**Material provided**
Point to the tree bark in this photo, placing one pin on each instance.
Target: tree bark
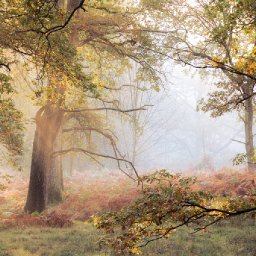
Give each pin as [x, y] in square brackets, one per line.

...

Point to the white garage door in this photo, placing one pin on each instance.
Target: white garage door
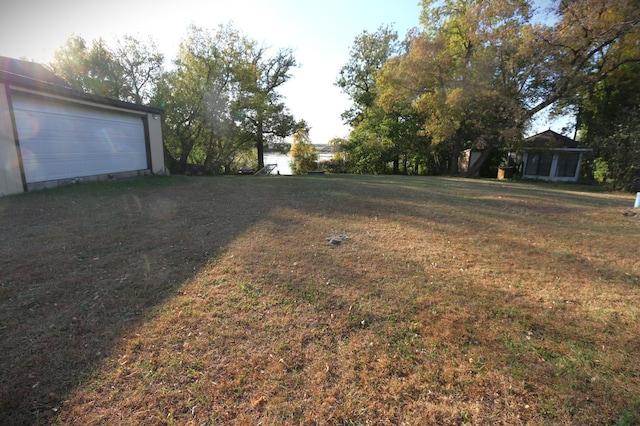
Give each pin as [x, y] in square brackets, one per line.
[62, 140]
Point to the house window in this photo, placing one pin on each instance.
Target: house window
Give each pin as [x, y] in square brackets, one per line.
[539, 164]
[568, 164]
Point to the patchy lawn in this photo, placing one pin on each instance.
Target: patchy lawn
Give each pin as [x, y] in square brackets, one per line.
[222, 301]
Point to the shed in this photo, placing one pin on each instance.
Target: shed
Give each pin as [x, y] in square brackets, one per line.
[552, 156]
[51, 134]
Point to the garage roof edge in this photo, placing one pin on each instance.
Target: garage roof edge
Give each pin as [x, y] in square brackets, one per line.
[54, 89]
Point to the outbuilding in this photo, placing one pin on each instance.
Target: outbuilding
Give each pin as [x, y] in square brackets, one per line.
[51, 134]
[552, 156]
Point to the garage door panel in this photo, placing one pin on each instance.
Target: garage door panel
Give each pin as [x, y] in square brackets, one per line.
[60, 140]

...

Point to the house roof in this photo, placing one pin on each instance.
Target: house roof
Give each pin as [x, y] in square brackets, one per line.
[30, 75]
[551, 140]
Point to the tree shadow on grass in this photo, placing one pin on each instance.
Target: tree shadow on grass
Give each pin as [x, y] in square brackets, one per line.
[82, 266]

**Work task**
Every line above from the line with "Point to the garage roof" to the line with "Target: garage door panel", inclusive, must be returned exactly; no other line belongs in the reply.

**Answer to this problem**
Point to the garage roof edge in this photo, placing one pin on each instance.
Target: garage roof edge
Give each pin as [x, y] in square brackets, one per line.
[54, 89]
Point to the outbuilding in this photo, placing one pin on each instance.
Target: outbuilding
Give each pin as [x, y] in square brackets, one per line.
[51, 134]
[552, 156]
Point to the garage door panel in this photo, placing one pin on each instance.
Target: garage door panel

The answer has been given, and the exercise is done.